▶ **Texto**:
────
Circunstancias penosas, consecuencia de acciones necesarias y urgentes frente a la difusión de la Covid-19, que han provocado una justificada queja de restauradores y comerciantes varios, que demandan a los poderes públicos la adopción y puesta en práctica de medidas financieras, fiscales y normativas para paliar esta dolorosa situación. Medidas de carácter económico, extendidas y reforzadas con una mayor tolerancia en la ocupación del espacio público con fines comerciales, como complemento y ampliación  de la superficie de sus locales.
────
▶ **Información registrada**:
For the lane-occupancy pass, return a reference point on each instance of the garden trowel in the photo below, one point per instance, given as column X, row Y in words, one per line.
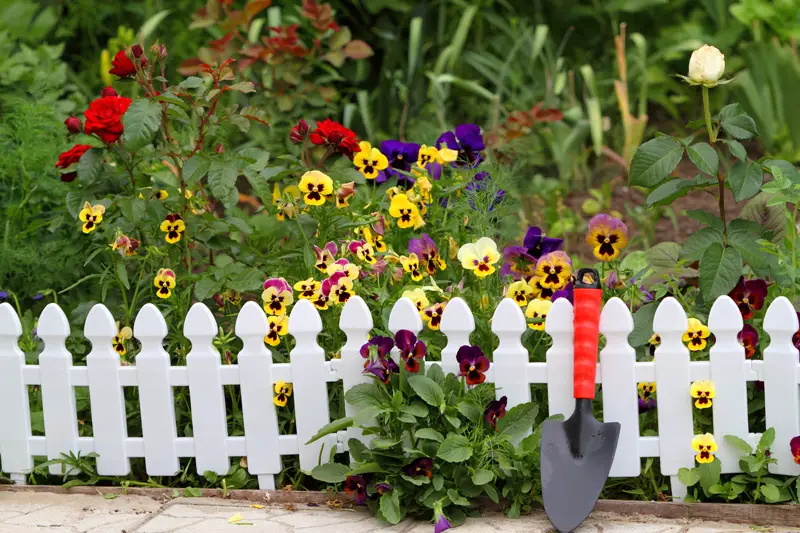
column 577, row 453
────
▶ **Tarea práctica 1**:
Reproduce el fragmento del texto que empieza con "Circunstancias penosas, consecuencia" y sigue hasta "de sus locales.".
▶ **Tarea práctica 2**:
Indica si cada afirmación concuerda con el texto, respondiendo sí o no y citando literalmente las palabras del texto que lo deciden. (a) Los restauradores y comerciantes piden a los poderes públicos medidas financieras, fiscales y normativas. (b) El texto califica de innecesarias las acciones tomadas frente a la difusión de la Covid-19. (c) Se plantea reducir la ocupación del espacio público con fines comerciales.
No es necesario consultar el listado.

▶ **Respuesta escrita 1**:
Circunstancias penosas, consecuencia de acciones necesarias y urgentes frente a la difusión de la Covid-19, que han provocado una justificada queja de restauradores y comerciantes varios, que demandan a los poderes públicos la adopción y puesta en práctica de medidas financieras, fiscales y normativas para paliar esta dolorosa situación. Medidas de carácter económico, extendidas y reforzadas con una mayor tolerancia en la ocupación del espacio público con fines comerciales, como complemento y ampliación  de la superficie de sus locales.

▶ **Respuesta escrita 2**:
(a) Sí: «que demandan a los poderes públicos la adopción y puesta en práctica de medidas financieras, fiscales y normativas».
(b) No: «consecuencia de acciones necesarias y urgentes frente a la difusión de la Covid-19».
(c) No: «con una mayor tolerancia en la ocupación del espacio público con fines comerciales».